Work to do:
Reproduce the material from the line with "Target: dog's eye" up to and including its final line, changing every "marker" to "pin" and leaving all else as it stands. Give only those lines.

··· Provided data ···

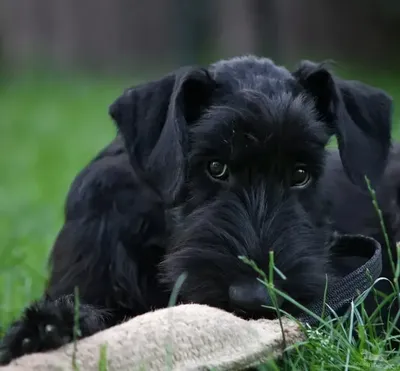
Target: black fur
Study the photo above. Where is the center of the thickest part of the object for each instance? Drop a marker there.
(145, 210)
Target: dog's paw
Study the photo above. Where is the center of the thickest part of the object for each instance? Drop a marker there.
(47, 325)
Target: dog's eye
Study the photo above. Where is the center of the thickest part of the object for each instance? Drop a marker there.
(218, 170)
(300, 178)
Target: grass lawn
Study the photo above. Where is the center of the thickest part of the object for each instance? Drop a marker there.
(50, 128)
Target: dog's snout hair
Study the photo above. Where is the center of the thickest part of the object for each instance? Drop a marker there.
(247, 222)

···

Reply to the task:
Target: dog's eye
Study the photo above. Where is the center of the thickest part of the object for each instance? Drop a pin there.
(218, 170)
(300, 178)
Target: grass lawn
Study the photo above. Where is the center of the thickest part of the object for each instance? Drop a pin there.
(50, 128)
Target: dog's snout hair
Study the photo above. Where is the center of the thickest part of the object for each instance? Drop a pin there.
(247, 222)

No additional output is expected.